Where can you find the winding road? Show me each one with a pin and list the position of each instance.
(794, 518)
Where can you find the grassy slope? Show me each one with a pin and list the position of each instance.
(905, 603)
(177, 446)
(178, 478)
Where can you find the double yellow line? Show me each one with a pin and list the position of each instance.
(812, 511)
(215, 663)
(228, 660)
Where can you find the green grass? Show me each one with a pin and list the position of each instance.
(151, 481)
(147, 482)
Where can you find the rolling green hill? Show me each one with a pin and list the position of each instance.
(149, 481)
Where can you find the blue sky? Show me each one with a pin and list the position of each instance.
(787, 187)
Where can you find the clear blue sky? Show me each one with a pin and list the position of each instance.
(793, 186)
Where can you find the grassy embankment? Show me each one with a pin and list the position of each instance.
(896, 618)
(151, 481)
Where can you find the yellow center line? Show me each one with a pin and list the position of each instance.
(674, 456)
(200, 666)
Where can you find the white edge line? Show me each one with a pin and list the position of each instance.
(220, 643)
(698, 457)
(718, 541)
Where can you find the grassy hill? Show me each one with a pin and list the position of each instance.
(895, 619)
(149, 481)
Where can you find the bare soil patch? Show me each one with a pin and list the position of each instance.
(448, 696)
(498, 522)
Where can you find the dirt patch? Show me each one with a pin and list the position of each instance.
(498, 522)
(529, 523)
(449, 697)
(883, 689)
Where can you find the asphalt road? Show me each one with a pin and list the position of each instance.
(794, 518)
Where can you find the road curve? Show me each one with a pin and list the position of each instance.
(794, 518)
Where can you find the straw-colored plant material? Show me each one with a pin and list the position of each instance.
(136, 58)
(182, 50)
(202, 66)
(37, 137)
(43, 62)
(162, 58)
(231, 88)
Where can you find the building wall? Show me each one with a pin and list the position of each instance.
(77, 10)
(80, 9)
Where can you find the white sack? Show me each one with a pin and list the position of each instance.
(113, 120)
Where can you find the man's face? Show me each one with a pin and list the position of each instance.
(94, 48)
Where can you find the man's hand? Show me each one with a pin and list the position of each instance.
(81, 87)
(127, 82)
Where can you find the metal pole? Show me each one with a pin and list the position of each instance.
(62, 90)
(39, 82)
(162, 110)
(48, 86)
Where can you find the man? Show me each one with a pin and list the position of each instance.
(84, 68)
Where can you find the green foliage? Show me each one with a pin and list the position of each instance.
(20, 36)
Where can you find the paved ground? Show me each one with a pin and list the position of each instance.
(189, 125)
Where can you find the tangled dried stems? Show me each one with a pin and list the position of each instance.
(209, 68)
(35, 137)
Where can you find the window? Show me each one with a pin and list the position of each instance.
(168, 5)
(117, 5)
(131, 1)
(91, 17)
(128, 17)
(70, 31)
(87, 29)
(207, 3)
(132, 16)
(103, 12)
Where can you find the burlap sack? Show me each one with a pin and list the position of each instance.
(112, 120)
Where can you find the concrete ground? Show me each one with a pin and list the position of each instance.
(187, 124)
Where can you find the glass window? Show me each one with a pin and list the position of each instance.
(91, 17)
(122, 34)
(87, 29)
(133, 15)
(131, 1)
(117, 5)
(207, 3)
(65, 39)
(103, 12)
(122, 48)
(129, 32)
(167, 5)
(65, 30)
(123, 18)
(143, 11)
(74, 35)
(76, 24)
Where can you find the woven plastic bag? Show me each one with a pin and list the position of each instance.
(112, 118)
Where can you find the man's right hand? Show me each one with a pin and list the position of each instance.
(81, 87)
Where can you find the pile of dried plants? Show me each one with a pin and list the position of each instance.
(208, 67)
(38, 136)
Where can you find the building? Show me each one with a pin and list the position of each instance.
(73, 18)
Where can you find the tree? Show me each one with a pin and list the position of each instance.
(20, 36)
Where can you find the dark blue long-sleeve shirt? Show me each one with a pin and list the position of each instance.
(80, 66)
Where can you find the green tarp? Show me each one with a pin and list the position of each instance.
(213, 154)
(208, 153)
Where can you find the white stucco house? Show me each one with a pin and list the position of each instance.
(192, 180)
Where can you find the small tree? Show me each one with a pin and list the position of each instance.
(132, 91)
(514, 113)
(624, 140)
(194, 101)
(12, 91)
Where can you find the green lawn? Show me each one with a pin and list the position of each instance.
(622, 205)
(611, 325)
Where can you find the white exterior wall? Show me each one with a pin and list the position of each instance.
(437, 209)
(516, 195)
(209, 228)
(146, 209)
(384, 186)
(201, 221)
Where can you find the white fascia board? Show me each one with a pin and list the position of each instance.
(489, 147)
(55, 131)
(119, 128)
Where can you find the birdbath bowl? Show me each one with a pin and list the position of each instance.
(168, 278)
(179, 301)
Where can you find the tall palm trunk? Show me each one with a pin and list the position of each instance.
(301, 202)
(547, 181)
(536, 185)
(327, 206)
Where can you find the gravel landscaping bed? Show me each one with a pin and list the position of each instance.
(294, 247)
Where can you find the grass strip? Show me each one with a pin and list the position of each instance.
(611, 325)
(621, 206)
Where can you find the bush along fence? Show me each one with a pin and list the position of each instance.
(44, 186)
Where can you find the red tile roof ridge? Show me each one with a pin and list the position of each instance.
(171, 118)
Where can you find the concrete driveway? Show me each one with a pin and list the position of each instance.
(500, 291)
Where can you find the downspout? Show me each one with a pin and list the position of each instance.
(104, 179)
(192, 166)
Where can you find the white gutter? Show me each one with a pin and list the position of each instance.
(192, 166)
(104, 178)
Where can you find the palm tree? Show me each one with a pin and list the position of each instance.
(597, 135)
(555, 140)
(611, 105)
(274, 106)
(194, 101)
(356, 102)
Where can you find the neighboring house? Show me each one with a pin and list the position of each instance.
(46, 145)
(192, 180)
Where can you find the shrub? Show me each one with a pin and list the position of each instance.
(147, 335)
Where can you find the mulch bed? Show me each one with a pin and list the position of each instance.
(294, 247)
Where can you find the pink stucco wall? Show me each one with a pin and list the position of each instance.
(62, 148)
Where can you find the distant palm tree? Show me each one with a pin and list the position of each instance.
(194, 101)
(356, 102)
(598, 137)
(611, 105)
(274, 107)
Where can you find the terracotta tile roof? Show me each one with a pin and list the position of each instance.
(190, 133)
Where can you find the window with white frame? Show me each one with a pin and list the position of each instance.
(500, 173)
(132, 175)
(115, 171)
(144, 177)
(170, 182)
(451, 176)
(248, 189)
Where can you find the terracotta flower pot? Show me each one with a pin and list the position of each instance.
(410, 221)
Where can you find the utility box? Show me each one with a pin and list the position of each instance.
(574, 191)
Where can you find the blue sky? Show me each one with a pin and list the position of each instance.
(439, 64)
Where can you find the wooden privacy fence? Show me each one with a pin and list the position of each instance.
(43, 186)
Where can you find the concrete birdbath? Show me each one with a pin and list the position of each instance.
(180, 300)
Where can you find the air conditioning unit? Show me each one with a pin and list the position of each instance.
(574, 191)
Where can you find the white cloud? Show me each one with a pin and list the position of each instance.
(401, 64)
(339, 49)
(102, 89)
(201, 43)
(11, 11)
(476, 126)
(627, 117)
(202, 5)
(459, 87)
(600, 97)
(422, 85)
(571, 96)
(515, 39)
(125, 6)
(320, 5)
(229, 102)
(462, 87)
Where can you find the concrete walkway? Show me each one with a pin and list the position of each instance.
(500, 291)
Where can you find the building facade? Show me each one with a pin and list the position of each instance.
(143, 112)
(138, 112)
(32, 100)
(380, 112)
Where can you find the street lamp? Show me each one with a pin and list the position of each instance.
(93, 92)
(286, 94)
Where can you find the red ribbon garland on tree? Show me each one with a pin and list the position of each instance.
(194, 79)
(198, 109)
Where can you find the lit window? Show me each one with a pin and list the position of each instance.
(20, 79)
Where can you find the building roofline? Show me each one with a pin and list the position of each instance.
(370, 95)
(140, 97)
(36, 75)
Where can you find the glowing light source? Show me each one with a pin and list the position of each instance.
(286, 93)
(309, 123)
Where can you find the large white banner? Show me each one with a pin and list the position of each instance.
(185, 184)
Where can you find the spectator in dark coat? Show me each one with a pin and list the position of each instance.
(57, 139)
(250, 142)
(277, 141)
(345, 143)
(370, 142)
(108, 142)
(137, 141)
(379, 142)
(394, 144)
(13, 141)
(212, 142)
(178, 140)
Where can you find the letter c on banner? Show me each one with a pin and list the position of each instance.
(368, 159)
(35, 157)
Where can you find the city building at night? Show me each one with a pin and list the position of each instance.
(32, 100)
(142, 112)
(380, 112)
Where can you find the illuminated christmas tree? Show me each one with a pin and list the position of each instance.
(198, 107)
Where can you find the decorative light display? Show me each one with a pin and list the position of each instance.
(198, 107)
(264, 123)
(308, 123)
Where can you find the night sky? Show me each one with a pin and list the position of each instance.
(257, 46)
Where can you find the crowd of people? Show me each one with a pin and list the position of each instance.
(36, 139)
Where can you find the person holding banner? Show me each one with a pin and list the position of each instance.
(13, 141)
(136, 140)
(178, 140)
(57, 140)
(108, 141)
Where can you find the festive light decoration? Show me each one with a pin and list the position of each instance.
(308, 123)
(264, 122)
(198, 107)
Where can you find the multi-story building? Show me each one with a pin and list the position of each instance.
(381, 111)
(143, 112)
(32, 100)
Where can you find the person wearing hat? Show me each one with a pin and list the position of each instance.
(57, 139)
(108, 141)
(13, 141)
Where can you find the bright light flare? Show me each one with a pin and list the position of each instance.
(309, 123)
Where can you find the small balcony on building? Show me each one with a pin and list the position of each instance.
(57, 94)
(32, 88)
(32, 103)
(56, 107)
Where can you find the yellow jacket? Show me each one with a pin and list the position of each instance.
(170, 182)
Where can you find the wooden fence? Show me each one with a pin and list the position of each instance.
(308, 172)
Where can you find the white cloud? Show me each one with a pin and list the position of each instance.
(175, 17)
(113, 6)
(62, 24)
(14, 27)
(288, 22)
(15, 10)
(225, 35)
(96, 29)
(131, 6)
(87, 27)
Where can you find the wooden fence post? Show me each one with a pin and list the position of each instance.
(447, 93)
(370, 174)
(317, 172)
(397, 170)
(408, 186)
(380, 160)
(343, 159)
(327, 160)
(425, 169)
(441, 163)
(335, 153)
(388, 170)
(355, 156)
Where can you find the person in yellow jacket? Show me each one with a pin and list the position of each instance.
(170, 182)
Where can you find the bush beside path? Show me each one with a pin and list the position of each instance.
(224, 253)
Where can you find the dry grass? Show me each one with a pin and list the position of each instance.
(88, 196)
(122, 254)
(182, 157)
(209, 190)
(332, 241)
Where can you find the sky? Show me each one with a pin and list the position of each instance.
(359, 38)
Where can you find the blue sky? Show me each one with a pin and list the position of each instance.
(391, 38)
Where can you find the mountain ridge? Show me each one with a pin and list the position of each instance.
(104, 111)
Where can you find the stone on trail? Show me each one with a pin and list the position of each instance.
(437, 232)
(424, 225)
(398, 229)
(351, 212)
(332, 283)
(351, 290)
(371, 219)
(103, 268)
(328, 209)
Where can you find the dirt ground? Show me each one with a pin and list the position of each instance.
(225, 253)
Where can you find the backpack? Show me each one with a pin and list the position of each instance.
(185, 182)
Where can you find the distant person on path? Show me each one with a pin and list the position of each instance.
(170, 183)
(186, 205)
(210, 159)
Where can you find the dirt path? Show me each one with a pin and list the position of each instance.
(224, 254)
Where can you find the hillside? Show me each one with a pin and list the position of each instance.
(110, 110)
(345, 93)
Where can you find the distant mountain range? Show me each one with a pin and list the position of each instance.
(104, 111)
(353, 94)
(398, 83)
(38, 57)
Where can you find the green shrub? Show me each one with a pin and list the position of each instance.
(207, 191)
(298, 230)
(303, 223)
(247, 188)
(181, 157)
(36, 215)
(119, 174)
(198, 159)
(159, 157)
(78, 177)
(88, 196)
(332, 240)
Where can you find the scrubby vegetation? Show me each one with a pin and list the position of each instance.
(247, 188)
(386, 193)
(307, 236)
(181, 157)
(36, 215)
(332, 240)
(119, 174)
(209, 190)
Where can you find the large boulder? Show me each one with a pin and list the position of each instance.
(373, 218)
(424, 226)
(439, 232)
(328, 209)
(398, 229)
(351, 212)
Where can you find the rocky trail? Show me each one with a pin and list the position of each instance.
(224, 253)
═══
Find the line that contains "Where can you find the hillside?". Restate it and all lines after it exactly, ending with the final line of the data.

▶ _Your solution_:
Where can you find the hillside? Show me each one with a pin and list the position of each instance.
(110, 110)
(345, 93)
Where can you find the distant mountain range? Show me each one with a pin and list the position of each instance.
(104, 111)
(353, 94)
(398, 83)
(38, 57)
Where can you find the green shrub? Show me each one with a pin and list the position of each instance.
(207, 191)
(298, 230)
(303, 223)
(247, 188)
(181, 157)
(36, 215)
(119, 174)
(198, 159)
(159, 157)
(78, 177)
(88, 196)
(332, 240)
Where can you find the scrubby vegetation? Show me each one with a pin and list the position of each instance.
(247, 188)
(386, 193)
(307, 236)
(181, 157)
(36, 215)
(332, 240)
(119, 174)
(209, 190)
Where can you find the large boulder? Show me each one with a pin and list the position of each instance.
(373, 218)
(424, 226)
(439, 232)
(328, 209)
(398, 229)
(351, 212)
Where can you find the rocky trail? Show me each one with a pin and list the position of each instance.
(224, 253)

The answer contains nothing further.